Selection ▸
■ ■ ■ ■
Re: Looking to invest 80k for 3-5 years

Post by TheOscarGuy » Tue Nov 13, 2018 4:25 pm

basefifty wrote:
Tue Nov 13, 2018 4:23 pm
Hi, we are looking to invest around $80k (which is currently cash earning <1%). Time frame is around 3-5 years until we would probably use it as a downpayment on a house. We (age early 40s) are pretty heavy in stocks in all of our other retirement and non-retirement investments so we want to be pretty conservative with this $80k

Any thoughts, including tax considerations (since this will be in a taxable account), on what to put this in? I've seen savings accounts like: PNC High Yield Savings Account – 2.35% APY, or what about CDs, Treasuries, Muni Bonds, other Bonds etc?

Thanks!
Savings account would be my choice. 3-5 years is too short a time horizon to be chasing small gains for increased risk.
■ ■ ■ ■
Goal a ▸ List every kind of investment or account that the person asking for advice names in the forum post above as a possible place for the money.
The entries that follow are unrelated to the forum post.

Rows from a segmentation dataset
■ ■ ■ ■
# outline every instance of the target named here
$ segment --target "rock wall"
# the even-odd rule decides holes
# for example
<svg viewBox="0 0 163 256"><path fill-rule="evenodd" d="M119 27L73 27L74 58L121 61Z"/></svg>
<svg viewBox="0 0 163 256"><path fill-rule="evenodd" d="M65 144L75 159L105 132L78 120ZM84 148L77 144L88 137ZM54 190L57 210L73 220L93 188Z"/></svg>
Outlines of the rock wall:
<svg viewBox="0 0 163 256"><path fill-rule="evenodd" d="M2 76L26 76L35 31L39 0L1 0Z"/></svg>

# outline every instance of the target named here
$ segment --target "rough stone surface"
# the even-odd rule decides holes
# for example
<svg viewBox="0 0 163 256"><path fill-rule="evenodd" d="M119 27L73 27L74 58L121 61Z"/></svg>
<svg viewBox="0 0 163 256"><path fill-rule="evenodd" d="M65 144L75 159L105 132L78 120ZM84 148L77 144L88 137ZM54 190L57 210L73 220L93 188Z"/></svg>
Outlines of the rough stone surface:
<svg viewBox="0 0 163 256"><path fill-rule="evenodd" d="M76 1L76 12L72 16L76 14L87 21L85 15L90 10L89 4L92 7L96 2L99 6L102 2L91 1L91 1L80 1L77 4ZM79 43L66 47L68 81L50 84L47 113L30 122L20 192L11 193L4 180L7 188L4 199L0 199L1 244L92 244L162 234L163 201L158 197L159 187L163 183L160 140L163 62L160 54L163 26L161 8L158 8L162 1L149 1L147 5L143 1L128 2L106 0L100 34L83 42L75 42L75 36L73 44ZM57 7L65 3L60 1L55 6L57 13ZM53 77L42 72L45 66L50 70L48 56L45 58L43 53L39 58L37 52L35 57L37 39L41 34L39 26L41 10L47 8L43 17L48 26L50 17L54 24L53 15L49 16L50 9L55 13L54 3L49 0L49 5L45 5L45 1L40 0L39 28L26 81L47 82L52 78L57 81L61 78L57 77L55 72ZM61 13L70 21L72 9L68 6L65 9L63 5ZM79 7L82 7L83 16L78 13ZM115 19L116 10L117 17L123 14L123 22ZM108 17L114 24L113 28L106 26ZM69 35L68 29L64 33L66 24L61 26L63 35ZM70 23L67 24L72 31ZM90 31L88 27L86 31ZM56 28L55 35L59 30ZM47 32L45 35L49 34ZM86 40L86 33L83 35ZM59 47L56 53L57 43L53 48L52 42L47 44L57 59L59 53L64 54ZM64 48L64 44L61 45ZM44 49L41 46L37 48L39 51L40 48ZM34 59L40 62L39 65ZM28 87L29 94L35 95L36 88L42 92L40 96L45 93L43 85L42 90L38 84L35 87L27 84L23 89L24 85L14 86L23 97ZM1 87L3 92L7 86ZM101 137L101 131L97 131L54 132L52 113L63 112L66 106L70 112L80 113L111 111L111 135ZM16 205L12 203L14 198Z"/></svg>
■ ■ ■ ■
Goal b ▸ Format the entries as a Markdown table with the columns Row and Line, starting with the first line of the entries and going on through the line that contains "76L26 76L35 31L39".

Finished answer a ▸
- Savings accounts (such as the PNC High Yield Savings Account – 2.35% APY)
- CDs
- Treasuries
- Muni Bonds
- Other Bonds

Finished answer b ▸
| Row | Line |
|---|---|
| 1 | # outline every instance of the target named here |
| 2 | $ segment --target "rock wall" |
| 3 | # the even-odd rule decides holes |
| 4 | # for example |
| 5 | <svg viewBox="0 0 163 256"><path fill-rule="evenodd" d="M119 27L73 27L74 58L121 61Z"/></svg> |
| 6 | <svg viewBox="0 0 163 256"><path fill-rule="evenodd" d="M65 144L75 159L105 132L78 120ZM84 148L77 144L88 137ZM54 190L57 210L73 220L93 188Z"/></svg> |
| 7 | Outlines of the rock wall: |
| 8 | <svg viewBox="0 0 163 256"><path fill-rule="evenodd" d="M2 76L26 76L35 31L39 0L1 0Z"/></svg> |